— START OF RECORDS FOR THE TASK —

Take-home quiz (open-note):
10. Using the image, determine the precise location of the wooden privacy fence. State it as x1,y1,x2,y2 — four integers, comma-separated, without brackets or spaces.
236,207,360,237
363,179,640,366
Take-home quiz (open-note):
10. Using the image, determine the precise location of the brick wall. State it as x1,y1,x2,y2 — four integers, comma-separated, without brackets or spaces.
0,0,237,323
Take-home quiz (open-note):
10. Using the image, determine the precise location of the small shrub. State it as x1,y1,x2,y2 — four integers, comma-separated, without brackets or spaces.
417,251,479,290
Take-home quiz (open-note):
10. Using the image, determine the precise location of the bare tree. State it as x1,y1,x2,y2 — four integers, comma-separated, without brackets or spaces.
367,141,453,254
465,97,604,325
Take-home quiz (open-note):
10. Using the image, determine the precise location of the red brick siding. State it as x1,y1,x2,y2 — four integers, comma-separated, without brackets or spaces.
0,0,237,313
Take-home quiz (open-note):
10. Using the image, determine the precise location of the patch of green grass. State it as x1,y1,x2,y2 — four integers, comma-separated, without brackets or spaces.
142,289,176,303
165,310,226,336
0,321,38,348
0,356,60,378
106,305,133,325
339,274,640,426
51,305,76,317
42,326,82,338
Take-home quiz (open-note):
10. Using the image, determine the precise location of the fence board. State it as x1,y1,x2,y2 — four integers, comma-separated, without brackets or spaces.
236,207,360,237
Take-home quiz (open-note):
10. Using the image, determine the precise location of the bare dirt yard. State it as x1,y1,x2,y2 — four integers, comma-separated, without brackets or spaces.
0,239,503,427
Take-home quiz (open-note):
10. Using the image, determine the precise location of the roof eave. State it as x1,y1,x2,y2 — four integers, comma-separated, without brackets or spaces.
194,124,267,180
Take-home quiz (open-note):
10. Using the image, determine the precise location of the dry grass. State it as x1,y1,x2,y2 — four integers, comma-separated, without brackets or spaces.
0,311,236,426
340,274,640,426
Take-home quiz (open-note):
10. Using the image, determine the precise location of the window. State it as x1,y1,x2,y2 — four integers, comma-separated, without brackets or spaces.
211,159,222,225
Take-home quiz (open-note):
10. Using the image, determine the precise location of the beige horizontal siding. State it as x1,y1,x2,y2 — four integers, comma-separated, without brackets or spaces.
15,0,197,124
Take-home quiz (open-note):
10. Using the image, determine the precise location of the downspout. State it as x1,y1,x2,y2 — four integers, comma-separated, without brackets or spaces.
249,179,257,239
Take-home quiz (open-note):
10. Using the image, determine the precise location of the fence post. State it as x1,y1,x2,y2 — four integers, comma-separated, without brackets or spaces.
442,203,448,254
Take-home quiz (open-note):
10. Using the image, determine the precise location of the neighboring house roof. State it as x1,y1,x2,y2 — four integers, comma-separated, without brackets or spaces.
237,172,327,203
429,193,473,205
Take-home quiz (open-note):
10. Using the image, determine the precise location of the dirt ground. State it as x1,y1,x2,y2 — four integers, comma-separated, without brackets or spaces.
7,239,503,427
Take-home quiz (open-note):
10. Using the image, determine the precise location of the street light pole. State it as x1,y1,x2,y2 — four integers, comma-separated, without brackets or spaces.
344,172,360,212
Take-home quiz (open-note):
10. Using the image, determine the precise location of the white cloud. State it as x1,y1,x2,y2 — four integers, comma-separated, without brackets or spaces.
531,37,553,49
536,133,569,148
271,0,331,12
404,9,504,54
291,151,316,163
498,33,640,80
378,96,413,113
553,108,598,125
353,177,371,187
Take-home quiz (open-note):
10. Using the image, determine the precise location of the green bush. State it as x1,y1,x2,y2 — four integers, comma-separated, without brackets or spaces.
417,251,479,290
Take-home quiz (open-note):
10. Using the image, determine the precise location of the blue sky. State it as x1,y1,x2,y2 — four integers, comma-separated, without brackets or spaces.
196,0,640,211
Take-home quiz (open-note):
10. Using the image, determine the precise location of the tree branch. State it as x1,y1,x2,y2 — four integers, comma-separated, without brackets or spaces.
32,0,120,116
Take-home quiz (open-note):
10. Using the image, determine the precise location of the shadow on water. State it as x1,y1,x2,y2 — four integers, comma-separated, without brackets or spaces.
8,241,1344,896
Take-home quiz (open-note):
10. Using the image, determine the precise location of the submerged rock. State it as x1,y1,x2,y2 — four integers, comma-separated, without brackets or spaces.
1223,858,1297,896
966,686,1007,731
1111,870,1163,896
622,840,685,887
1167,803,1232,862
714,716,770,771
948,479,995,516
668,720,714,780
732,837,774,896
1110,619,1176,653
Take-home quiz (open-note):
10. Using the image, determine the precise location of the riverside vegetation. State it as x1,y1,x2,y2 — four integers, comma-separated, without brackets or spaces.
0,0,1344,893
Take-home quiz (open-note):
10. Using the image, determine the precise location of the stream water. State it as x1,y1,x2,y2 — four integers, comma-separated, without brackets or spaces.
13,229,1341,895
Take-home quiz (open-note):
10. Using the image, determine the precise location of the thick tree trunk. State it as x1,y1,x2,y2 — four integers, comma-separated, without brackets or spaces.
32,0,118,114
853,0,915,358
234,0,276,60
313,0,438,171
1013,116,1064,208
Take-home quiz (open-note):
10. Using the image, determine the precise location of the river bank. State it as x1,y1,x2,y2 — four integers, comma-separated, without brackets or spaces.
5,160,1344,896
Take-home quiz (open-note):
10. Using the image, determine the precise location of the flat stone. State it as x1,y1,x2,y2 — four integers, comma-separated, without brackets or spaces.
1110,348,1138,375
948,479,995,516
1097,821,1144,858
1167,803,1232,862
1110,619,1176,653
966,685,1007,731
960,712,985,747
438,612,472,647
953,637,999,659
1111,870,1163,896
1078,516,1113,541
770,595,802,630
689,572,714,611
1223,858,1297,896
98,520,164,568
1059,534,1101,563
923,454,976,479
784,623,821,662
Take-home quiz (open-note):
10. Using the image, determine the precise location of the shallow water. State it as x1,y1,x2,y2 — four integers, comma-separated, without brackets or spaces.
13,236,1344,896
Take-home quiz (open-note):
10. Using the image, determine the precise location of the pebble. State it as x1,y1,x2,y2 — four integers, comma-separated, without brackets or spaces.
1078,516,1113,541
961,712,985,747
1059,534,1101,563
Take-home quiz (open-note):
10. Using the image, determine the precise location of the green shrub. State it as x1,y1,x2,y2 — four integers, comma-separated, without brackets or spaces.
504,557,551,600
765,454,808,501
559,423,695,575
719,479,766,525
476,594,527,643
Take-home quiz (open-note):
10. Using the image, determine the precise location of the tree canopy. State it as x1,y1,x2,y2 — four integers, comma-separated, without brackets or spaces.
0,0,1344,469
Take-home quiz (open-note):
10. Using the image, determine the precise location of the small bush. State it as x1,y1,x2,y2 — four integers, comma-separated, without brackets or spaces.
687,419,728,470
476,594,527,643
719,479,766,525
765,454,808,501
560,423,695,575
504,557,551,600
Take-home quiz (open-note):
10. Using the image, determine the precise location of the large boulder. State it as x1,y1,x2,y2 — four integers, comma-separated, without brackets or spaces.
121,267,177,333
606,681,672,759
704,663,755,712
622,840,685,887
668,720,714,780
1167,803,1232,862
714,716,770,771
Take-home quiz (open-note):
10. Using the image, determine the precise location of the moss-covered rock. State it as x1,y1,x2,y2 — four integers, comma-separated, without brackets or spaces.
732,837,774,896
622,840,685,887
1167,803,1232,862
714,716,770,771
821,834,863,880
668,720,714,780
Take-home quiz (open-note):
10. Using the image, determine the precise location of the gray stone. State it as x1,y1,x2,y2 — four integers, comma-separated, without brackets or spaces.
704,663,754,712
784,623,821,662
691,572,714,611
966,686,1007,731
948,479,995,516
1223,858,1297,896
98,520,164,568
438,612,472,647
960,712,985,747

— END OF RECORDS FOR THE TASK —

*DESCRIPTION OF THE TASK:* Pull out each line of the entries above that contains the string "brick". Matching is case-sensitive.

*TASK RESULT:*
10. Using the image, determine the precise location of the brick wall. State it as x1,y1,x2,y2 — four integers, comma-separated, without brackets or spaces.
10. Using the image, determine the precise location of the red brick siding. State it as x1,y1,x2,y2 — four integers, comma-separated, without brackets or spaces.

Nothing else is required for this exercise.